### TASK
Would you go through the records below and copy each line with the string "pink"?

○ ○ ○ ○ ○ ○ ○

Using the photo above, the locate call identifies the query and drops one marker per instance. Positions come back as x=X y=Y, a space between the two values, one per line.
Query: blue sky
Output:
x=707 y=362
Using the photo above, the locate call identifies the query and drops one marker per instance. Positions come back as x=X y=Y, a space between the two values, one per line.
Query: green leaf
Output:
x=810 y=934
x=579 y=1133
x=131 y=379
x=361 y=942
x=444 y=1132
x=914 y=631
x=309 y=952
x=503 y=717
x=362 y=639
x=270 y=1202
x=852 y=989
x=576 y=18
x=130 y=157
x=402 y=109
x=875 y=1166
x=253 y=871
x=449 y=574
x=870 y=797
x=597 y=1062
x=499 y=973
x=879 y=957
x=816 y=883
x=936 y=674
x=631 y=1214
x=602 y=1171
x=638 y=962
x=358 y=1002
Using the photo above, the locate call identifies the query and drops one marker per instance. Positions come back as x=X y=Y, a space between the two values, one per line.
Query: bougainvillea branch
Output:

○ ○ ○ ○ ○ ○ ○

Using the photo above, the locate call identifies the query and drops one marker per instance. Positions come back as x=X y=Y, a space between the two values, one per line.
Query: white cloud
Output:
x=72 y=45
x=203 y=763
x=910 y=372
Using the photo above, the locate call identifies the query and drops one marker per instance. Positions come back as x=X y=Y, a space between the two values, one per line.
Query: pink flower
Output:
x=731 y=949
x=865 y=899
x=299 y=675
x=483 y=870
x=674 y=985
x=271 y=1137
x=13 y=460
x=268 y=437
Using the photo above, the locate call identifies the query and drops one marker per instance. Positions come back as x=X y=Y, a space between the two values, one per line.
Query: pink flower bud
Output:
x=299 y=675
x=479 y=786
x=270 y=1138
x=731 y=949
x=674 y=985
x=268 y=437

○ ○ ○ ○ ○ ○ ○

### EXPECTED OUTPUT
Query: pink flower
Query: pink flower bud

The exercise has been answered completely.